Please output every entry below precisely as written.
Start of Records provided
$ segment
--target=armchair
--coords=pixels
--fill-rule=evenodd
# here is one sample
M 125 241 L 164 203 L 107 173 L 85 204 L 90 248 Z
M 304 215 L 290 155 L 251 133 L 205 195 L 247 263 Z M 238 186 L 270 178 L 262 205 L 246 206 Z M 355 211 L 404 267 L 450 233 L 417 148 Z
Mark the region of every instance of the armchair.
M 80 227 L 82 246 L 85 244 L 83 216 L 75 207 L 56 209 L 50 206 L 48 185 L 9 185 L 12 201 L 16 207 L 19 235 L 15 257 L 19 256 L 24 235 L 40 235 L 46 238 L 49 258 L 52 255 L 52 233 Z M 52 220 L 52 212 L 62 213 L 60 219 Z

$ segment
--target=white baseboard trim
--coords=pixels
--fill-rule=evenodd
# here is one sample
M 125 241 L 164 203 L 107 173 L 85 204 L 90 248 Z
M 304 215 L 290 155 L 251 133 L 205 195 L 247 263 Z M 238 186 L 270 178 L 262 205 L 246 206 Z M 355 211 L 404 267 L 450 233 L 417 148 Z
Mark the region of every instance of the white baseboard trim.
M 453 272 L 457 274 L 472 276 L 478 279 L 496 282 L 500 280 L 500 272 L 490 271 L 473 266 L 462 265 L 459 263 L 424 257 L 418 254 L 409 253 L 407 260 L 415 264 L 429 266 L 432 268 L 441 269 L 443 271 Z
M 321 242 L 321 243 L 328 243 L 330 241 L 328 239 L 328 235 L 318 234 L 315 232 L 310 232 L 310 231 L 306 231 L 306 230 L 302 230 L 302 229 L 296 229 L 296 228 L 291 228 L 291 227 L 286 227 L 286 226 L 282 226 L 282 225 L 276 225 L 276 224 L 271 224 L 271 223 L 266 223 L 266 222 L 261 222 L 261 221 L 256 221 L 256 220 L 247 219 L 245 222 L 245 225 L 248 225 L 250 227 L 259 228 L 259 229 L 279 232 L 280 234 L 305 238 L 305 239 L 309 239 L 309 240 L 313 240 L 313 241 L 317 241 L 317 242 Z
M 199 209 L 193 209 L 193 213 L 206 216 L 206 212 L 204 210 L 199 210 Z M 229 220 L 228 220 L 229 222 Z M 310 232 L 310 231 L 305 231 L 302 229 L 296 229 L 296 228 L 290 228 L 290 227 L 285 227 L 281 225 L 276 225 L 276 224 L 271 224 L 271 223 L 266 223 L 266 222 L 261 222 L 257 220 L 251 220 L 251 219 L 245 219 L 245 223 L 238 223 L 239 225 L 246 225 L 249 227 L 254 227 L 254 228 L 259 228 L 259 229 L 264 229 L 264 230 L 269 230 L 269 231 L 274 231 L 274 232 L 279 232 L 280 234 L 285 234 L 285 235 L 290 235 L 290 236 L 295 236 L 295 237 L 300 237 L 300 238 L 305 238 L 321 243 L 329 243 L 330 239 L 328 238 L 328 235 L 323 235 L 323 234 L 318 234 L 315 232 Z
End of Records provided
Exercise result
$ segment
--target=armchair
--coords=pixels
--fill-rule=evenodd
# here is one sample
M 125 241 L 164 203 L 107 173 L 85 204 L 90 248 Z
M 304 215 L 290 155 L 251 133 L 205 195 L 247 263 Z M 238 186 L 270 178 L 262 205 L 246 206 Z M 355 211 L 404 267 L 450 233 L 417 148 Z
Mark the region of every instance of the armchair.
M 80 227 L 82 246 L 85 244 L 83 216 L 75 207 L 56 209 L 50 206 L 48 185 L 9 185 L 12 201 L 16 207 L 19 235 L 15 257 L 19 256 L 24 235 L 40 235 L 46 238 L 49 258 L 52 255 L 52 233 Z M 52 220 L 52 212 L 62 213 L 60 219 Z

$ segment
--target=white baseboard trim
--coords=pixels
--fill-rule=evenodd
# here is one sample
M 125 241 L 164 203 L 107 173 L 85 204 L 90 248 Z
M 304 215 L 290 155 L 251 133 L 205 195 L 247 263 Z M 238 186 L 270 178 L 262 205 L 246 206 Z M 355 211 L 404 267 L 450 233 L 417 148 Z
Mark the region of every instance of the white baseboard trim.
M 453 272 L 457 274 L 472 276 L 478 279 L 496 282 L 500 280 L 500 272 L 490 271 L 473 266 L 462 265 L 459 263 L 424 257 L 418 254 L 409 253 L 407 260 L 415 264 L 429 266 L 432 268 L 441 269 L 443 271 Z
M 321 242 L 321 243 L 328 243 L 330 241 L 328 239 L 328 235 L 318 234 L 315 232 L 310 232 L 310 231 L 306 231 L 306 230 L 302 230 L 302 229 L 296 229 L 296 228 L 291 228 L 291 227 L 286 227 L 286 226 L 282 226 L 282 225 L 276 225 L 276 224 L 271 224 L 271 223 L 266 223 L 266 222 L 261 222 L 261 221 L 256 221 L 256 220 L 247 219 L 245 222 L 245 225 L 248 225 L 250 227 L 259 228 L 259 229 L 279 232 L 280 234 L 305 238 L 305 239 L 309 239 L 309 240 L 313 240 L 313 241 L 317 241 L 317 242 Z
M 199 209 L 193 209 L 193 213 L 206 216 L 206 212 L 204 210 L 199 210 Z M 229 220 L 228 220 L 229 222 Z M 310 232 L 310 231 L 305 231 L 302 229 L 296 229 L 296 228 L 290 228 L 290 227 L 285 227 L 281 225 L 276 225 L 276 224 L 271 224 L 271 223 L 266 223 L 266 222 L 261 222 L 257 220 L 251 220 L 251 219 L 245 219 L 245 223 L 238 223 L 239 225 L 246 225 L 249 227 L 254 227 L 254 228 L 259 228 L 259 229 L 264 229 L 264 230 L 269 230 L 269 231 L 274 231 L 274 232 L 279 232 L 280 234 L 285 234 L 285 235 L 290 235 L 290 236 L 295 236 L 295 237 L 300 237 L 300 238 L 305 238 L 321 243 L 329 243 L 330 239 L 328 238 L 328 235 L 323 235 L 323 234 L 318 234 L 315 232 Z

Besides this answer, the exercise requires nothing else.